- [Your task] Take down each entry exactly as written.

- [Data rows]
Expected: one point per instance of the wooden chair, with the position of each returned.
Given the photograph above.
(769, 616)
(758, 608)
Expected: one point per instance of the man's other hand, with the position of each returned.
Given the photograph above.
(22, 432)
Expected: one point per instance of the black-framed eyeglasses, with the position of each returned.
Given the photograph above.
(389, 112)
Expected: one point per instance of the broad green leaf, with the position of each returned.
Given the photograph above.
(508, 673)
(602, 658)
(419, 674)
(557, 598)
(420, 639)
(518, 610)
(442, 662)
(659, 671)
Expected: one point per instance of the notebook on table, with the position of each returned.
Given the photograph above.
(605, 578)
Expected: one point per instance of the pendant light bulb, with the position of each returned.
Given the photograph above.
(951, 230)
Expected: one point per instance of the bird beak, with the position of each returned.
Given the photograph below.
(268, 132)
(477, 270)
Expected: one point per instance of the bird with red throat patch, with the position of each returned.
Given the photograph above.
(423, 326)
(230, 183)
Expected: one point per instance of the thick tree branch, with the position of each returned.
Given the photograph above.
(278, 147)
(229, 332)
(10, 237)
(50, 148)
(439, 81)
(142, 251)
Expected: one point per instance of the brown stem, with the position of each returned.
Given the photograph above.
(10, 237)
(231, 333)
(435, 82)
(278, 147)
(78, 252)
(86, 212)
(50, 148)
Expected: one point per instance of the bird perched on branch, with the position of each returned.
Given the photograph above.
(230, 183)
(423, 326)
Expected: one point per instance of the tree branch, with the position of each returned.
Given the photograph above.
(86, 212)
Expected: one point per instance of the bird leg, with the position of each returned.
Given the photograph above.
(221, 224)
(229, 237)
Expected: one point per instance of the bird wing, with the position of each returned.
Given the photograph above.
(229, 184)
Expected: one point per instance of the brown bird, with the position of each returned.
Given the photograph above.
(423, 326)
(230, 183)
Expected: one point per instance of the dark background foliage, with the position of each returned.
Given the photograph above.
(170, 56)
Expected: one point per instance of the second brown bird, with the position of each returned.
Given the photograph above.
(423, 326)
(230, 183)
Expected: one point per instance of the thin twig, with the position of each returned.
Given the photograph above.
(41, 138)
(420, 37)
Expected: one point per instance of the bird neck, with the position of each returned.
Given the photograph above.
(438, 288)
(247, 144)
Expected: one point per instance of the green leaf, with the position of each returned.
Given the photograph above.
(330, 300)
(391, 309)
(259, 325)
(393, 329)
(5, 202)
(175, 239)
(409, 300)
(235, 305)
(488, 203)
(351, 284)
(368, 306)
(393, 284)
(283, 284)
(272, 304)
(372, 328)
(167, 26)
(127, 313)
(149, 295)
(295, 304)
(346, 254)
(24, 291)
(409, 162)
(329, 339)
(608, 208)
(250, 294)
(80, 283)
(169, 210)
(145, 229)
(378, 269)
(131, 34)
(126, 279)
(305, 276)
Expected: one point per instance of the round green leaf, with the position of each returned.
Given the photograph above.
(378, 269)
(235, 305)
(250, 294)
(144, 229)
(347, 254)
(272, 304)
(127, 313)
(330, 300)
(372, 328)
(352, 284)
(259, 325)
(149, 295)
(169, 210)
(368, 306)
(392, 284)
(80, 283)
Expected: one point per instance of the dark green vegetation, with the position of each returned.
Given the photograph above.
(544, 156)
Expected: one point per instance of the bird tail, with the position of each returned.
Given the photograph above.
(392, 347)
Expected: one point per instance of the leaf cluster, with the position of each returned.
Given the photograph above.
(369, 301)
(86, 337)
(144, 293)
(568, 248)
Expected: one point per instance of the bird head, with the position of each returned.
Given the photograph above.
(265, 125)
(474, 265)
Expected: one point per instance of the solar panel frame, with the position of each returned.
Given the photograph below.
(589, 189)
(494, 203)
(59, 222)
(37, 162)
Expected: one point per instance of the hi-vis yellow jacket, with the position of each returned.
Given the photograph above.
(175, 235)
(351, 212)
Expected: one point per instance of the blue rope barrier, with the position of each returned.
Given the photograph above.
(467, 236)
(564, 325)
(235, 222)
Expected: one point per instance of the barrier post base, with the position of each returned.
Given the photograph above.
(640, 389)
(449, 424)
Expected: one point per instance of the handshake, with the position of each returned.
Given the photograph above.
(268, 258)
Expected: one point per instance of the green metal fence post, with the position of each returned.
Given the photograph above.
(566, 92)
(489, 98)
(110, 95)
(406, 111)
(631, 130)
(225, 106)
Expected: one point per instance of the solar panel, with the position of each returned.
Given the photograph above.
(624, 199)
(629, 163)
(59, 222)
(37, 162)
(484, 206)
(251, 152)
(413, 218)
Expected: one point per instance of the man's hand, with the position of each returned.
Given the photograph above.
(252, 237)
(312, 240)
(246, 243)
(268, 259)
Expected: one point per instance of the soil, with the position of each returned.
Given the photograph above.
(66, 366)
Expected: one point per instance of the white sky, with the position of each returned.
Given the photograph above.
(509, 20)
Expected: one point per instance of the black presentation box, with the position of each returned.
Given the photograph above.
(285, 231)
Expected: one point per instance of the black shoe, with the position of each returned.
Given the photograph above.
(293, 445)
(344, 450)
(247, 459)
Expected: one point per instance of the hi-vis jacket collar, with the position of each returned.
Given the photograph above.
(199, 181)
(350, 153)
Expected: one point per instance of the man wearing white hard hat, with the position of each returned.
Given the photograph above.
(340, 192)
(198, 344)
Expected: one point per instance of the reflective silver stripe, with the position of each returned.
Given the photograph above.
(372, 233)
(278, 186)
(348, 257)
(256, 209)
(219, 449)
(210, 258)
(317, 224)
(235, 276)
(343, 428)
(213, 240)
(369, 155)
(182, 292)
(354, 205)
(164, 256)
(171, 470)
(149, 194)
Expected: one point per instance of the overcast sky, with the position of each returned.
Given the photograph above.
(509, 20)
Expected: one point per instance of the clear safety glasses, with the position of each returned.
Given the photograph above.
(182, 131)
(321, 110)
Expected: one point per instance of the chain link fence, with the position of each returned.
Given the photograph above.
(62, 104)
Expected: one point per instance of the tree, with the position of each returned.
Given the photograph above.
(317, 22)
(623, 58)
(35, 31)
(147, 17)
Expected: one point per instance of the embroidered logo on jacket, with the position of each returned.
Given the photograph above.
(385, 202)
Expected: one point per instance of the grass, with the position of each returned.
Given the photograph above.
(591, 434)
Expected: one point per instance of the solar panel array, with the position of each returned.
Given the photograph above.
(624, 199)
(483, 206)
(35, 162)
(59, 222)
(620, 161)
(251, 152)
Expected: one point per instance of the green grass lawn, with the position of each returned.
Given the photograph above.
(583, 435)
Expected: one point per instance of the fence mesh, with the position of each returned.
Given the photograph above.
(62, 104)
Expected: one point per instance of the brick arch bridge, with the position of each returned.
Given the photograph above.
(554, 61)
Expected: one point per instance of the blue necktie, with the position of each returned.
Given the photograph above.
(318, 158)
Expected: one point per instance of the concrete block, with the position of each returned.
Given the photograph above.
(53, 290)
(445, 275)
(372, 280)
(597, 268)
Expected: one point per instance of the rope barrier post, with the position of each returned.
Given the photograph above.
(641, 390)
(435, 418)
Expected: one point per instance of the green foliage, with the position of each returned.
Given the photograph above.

- [Task result]
Expected: one point per instance of the wooden chair, with the position of each returned.
Given the photograph above.
(769, 616)
(758, 608)
Expected: one point per instance of the man's other hand, with the position of each returned.
Given the photograph above.
(22, 432)
Expected: one point per instance of the black-framed eyeglasses, with the position of each returned.
Given the photograph above.
(389, 112)
Expected: one point per instance of the broad green leaf, with the position of each returned.
Given the photograph above.
(508, 673)
(602, 658)
(419, 674)
(557, 598)
(420, 639)
(518, 610)
(442, 662)
(659, 671)
Expected: one point per instance of the notebook on table, with the position of each returned.
Given the photograph above.
(605, 578)
Expected: one point per instance of the pendant light bulb, with the position of each returned.
Given the photograph above.
(951, 230)
Expected: one point per instance of the bird beak, with the position of each returned.
Given the photograph below.
(268, 132)
(477, 270)
Expected: one point per instance of the bird with red throat patch, with the position of each returned.
Given the photograph above.
(423, 326)
(230, 183)
Expected: one point per instance of the thick tree branch, with the position of each returned.
Given the photograph above.
(278, 147)
(229, 332)
(10, 237)
(50, 148)
(439, 81)
(142, 251)
Expected: one point per instance of the brown stem, with the position of each returned.
Given the photograph above.
(10, 237)
(231, 333)
(435, 82)
(278, 147)
(78, 252)
(86, 212)
(50, 148)
Expected: one point per instance of the bird perched on branch, with the position of each returned.
Given the photograph above.
(230, 183)
(423, 326)
Expected: one point per instance of the tree branch, with the position of each returned.
Given the photograph above.
(86, 212)
Expected: one point per instance of the bird leg, with the position of each returned.
Given the photograph above.
(221, 224)
(229, 237)
Expected: one point per instance of the bird wing, with the position of each returned.
Given the photograph above.
(229, 184)
Expected: one point per instance of the brown bird, with the position of each returned.
Given the photograph above.
(423, 326)
(230, 183)
Expected: one point per instance of the dark background foliage, with the position of each returned.
Given the photograph above.
(170, 56)
Expected: one point per instance of the second brown bird, with the position of each returned.
Given the photograph above.
(423, 326)
(230, 183)
Expected: one point per instance of the thin twig, with the position of each returned.
Given the photograph above.
(41, 138)
(420, 37)
Expected: one point per instance of the bird neck, with the position of each returned.
Given the photograph above.
(438, 288)
(247, 144)
Expected: one point per instance of the green leaf, with the position of each returned.
Given the photograph above.
(330, 300)
(391, 309)
(259, 325)
(393, 329)
(5, 202)
(175, 239)
(409, 300)
(235, 305)
(488, 203)
(351, 284)
(368, 306)
(393, 284)
(283, 284)
(272, 304)
(372, 328)
(167, 26)
(127, 313)
(149, 295)
(295, 304)
(346, 254)
(24, 291)
(409, 162)
(329, 339)
(608, 208)
(250, 294)
(80, 283)
(169, 210)
(145, 229)
(378, 269)
(131, 34)
(126, 279)
(305, 276)
Expected: one point per instance of the round green leaf, with the position of each returned.
Given the photograph above.
(378, 269)
(235, 305)
(250, 294)
(144, 229)
(347, 254)
(272, 304)
(127, 313)
(330, 300)
(372, 328)
(352, 284)
(259, 325)
(149, 295)
(169, 210)
(368, 306)
(392, 284)
(80, 283)
Expected: one point per instance of the dark green vegetation, with the position of each returned.
Given the photograph above.
(544, 156)
Expected: one point per instance of the bird tail, with the position of each returned.
Given the photograph above.
(392, 347)
Expected: one point per instance of the leaf cluster, with the position of each returned.
Given the photograph above.
(369, 301)
(86, 337)
(144, 293)
(568, 248)
Expected: one point per instance of the bird head, with the position of each returned.
Given the photograph above.
(265, 125)
(474, 265)
Expected: one point per instance of the solar panel frame, with the position of each returned.
Given the photograph below.
(589, 189)
(494, 203)
(59, 222)
(37, 162)
Expected: one point per instance of the hi-vis yellow jacket, with the position of each returned.
Given the photograph above.
(175, 235)
(351, 212)
Expected: one point per instance of the blue rope barrier, with the position of each returned.
Given the photograph above.
(467, 236)
(564, 325)
(235, 222)
Expected: one point per instance of the barrier post base, with the position of each returned.
Given the photograph above.
(640, 389)
(449, 424)
Expected: one point per instance of the handshake, with the position of each returned.
Given the photograph above.
(268, 258)
Expected: one point per instance of the green metal fence post, with the position of each returned.
Given the photograph above.
(566, 92)
(489, 98)
(110, 95)
(406, 111)
(631, 130)
(225, 106)
Expected: one point per instance of the solar panel, with the position of each returned.
Given the photograph above.
(624, 199)
(629, 163)
(59, 222)
(37, 162)
(484, 206)
(251, 152)
(413, 218)
Expected: one point per instance of the man's hand, with the position of each returned.
Given the photograph above.
(252, 237)
(312, 240)
(246, 243)
(268, 259)
Expected: one point per instance of the soil, with the position of each returned.
Given the photograph above.
(66, 366)
Expected: one point per instance of the white sky, with the position of each returned.
Given the photograph above.
(509, 20)
Expected: one point per instance of the black presentation box, with the position of each returned.
Given the photograph above.
(285, 231)
Expected: one point per instance of the black shoe, with the position of each returned.
Given the photograph above.
(293, 445)
(344, 450)
(247, 459)
Expected: one point per instance of the hi-vis jacket collar, with the position of each returned.
Given the photograph above.
(199, 181)
(350, 153)
Expected: one point per instance of the man wearing white hard hat, with the position of each returned.
Given the photograph above.
(340, 192)
(198, 344)
Expected: one point per instance of the reflective silver stripe, with the position of each returned.
Given the photograph above.
(372, 233)
(278, 186)
(348, 257)
(256, 209)
(219, 449)
(210, 258)
(317, 224)
(235, 276)
(343, 428)
(213, 240)
(369, 155)
(182, 292)
(354, 205)
(164, 256)
(171, 470)
(149, 194)
Expected: one point per instance of the overcast sky, with the position of each returned.
Given the photograph above.
(509, 20)
Expected: one point per instance of the clear safety glasses, with the position of each returned.
Given the photograph above.
(182, 131)
(321, 110)
Expected: one point per instance of the chain link fence, with the position of each returned.
Given the photograph above.
(62, 104)
Expected: one point per instance of the tree, with the position of each returned.
Given the photograph above.
(317, 22)
(623, 58)
(35, 31)
(147, 17)
Expected: one point per instance of the embroidered logo on jacket, with the position of each returned.
Given the photograph above.
(385, 202)
Expected: one point per instance of the grass, with the position of each returned.
Given the photograph above.
(591, 434)
Expected: one point per instance of the solar panel array, with the position of each returned.
Given the photograph above.
(624, 199)
(483, 206)
(35, 162)
(59, 222)
(620, 161)
(251, 152)
Expected: one point per instance of the green grass lawn, with the position of each returned.
Given the photograph above.
(583, 435)
Expected: one point per instance of the fence mesh, with the position of each returned.
Given the photograph above.
(62, 104)
Expected: one point per instance of the brick arch bridge, with the position of each returned.
Given the photograph above.
(554, 61)
Expected: one point per instance of the blue necktie, with the position of each returned.
Given the photograph above.
(318, 158)
Expected: one point per instance of the concrete block, with the position of each returned.
Given the photograph above.
(53, 290)
(445, 275)
(372, 280)
(597, 268)
Expected: one point per instance of the rope barrier post, with the position of each returned.
Given the photograph above.
(641, 390)
(435, 418)
Expected: one point per instance of the green foliage, with the position of each returned.
Given the photograph above.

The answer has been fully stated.